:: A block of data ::
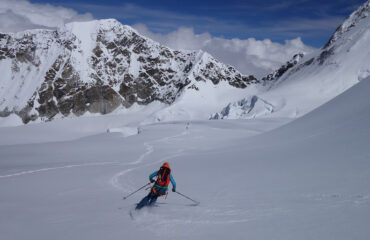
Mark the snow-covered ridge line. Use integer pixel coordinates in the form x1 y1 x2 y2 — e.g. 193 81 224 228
0 19 258 123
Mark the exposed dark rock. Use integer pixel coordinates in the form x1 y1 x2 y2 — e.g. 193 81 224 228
317 47 334 65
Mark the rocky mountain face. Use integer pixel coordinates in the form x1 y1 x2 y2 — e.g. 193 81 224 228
262 53 304 82
0 19 258 123
275 1 370 82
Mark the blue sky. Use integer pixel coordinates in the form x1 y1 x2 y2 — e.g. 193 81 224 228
31 0 365 47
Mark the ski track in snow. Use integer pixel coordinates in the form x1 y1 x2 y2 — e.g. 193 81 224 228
0 162 118 178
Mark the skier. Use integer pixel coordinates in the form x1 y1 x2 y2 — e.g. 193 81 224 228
136 162 176 210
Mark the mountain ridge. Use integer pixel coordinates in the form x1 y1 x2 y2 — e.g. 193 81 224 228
0 19 258 123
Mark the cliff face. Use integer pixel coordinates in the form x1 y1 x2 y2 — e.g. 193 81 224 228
0 19 258 123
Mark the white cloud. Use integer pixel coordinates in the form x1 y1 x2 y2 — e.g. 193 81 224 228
0 0 92 32
0 0 313 77
133 24 314 77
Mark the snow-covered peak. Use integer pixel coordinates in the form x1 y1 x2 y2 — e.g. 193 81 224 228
323 0 370 49
0 19 257 122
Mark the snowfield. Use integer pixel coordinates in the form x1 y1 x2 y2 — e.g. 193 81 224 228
0 78 370 240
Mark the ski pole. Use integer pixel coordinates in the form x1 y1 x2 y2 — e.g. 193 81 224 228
123 183 151 200
175 191 200 204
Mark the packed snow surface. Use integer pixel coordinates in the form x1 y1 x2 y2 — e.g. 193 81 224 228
0 78 370 240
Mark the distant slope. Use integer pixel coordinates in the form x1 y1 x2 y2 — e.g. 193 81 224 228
261 1 370 117
213 1 370 119
0 19 257 123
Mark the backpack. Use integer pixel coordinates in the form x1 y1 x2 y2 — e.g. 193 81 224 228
156 166 171 187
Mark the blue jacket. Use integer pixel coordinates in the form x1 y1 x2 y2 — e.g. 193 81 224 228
149 171 176 190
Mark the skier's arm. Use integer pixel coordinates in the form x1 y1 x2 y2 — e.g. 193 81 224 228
170 174 176 191
149 171 158 182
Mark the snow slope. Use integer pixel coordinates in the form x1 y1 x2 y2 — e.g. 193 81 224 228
0 74 370 240
213 1 370 118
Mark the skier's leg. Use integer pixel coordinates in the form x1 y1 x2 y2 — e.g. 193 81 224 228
135 194 150 210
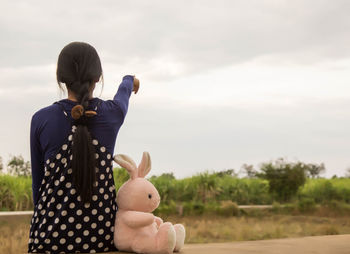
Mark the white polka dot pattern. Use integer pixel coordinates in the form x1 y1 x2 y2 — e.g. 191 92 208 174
28 133 117 253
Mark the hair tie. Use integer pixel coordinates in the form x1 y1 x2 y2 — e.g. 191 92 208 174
71 104 97 122
71 104 84 120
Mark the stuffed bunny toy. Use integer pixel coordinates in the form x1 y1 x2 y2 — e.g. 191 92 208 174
113 152 185 254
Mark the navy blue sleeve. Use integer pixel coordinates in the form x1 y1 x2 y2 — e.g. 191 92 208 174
113 75 134 117
30 114 44 205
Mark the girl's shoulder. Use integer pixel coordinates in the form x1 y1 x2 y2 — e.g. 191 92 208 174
32 97 103 120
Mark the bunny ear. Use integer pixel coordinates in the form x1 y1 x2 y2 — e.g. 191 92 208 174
113 154 137 179
138 152 151 177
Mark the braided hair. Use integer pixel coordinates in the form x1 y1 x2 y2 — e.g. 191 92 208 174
56 42 102 203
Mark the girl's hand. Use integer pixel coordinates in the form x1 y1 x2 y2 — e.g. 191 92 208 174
132 76 140 94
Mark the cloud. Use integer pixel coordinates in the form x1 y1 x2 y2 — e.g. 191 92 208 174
0 1 350 79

:: What you are asked to do ::
Retype every line of the entries above without changing anything, and leave the pictures out.

:: Result of the exercise ::
Mark the snow-covered ridge line. Use integer pixel coordinates in the form x1 y1 x2 y2 — e.g. 193 81 224 228
0 19 258 123
Mark the exposed dark rock. Use integer pixel coordinates in the form x1 y1 x2 y2 — e.g. 193 81 224 228
317 47 334 65
Mark the rocky mountain face. Use integer pixel coordinates in the form x1 y1 x2 y2 — e.g. 193 81 224 228
262 53 304 82
0 19 258 123
275 1 370 82
Mark the blue sky. Use integer pixel coordinates in the form x1 y1 x2 y2 — e.g. 193 81 224 228
31 0 365 47
Mark the ski track in snow. Use integer pixel coordinates in the form x1 y1 x2 y2 — e.g. 193 81 224 228
0 162 118 178
Mark the skier. Use integer pixel coordinates in the form x1 y1 x2 y2 — e.g. 193 81 224 228
136 162 176 210
Mark the mountain ridge. Use integer pixel coordinates in the form x1 y1 x2 y2 — e.g. 193 81 224 228
0 19 258 123
Mark the cliff face. Use integer pixel coordinates in the form x1 y1 x2 y2 — e.g. 193 81 224 228
0 19 258 123
Mark the white cloud. Use integer pixel coordinates in the form x1 y1 x2 y2 — e.g. 193 81 224 228
0 0 92 32
0 0 313 77
133 24 314 77
Mark the snow-covered peak. Use integer pixel coordinates in the form x1 y1 x2 y2 — e.g. 193 81 224 228
323 0 370 49
0 19 257 122
Mark the snowfield. Use integer pixel coordinates in the form x1 y1 x2 y2 — e.g. 193 81 224 228
0 78 370 240
Mark the ski pole. Use integer pixel coordinates in the form x1 y1 x2 y2 — e.g. 193 81 224 228
123 183 151 200
175 191 200 204
Mark the packed snow surface. Use integer pixel coordinates in the form x1 y1 x2 y2 — e.g. 193 81 224 228
0 78 370 240
Mark the distant slope. Use integer pixel coordinates in the form x1 y1 x2 y2 — e.g. 193 81 224 228
261 1 370 117
213 1 370 119
0 19 257 123
Mark the backpack. Use integer pixel coordinates in the form x1 y1 x2 y2 — e.g. 193 81 224 228
156 166 171 187
Mark the blue jacket. Use integer pixel coordinates in the form x1 y1 x2 y2 — e.g. 193 81 224 228
149 171 176 190
Mark the skier's arm. Use integer pixel coordinates in the form x1 y1 x2 y2 — e.g. 193 81 224 228
170 174 176 191
149 171 158 182
Mark the snow slope. Use integer pixel coordinates in the form x1 y1 x2 y2 — e.g. 193 81 224 228
0 74 370 240
213 1 370 118
Mark the skier's leg. Use integer pixel coordinates in the form x1 y1 x2 y2 — e.g. 193 81 224 228
135 194 150 210
Mark the white polka dot pattern. Use integer pixel coordinates in the form x1 y1 x2 y2 — e.g. 191 92 208 174
28 133 117 253
Mark the hair tie. Use integer pixel coordinates in the form x1 y1 x2 y2 — e.g. 191 92 208 174
71 104 97 122
71 104 84 120
Mark the stuffed bunny toy. Use integer pixel coordinates in the form x1 y1 x2 y2 — e.g. 191 92 208 174
113 152 185 254
Mark the navy blue sleeve. Use integer pixel coordinates in the form x1 y1 x2 y2 — e.g. 191 92 208 174
113 75 134 117
30 114 44 205
Mark the girl's shoulder. Use integer pixel coordinates in the form x1 y1 x2 y2 — e.g. 191 92 208 174
32 97 103 120
Mark the bunny ear. Use integer pixel coordinates in the form x1 y1 x2 y2 — e.g. 191 92 208 174
113 154 137 179
138 152 151 177
Mark the braided hair. Use integer pixel coordinates in the form x1 y1 x2 y2 — e.g. 191 92 208 174
56 42 102 203
Mark the girl's hand. Use integer pixel coordinates in the form x1 y1 x2 y2 — e.g. 191 92 208 174
132 76 140 94
Mark the cloud. Use integer pixel coordinates in the form x1 y1 x2 y2 — e.g. 191 92 208 174
0 1 350 79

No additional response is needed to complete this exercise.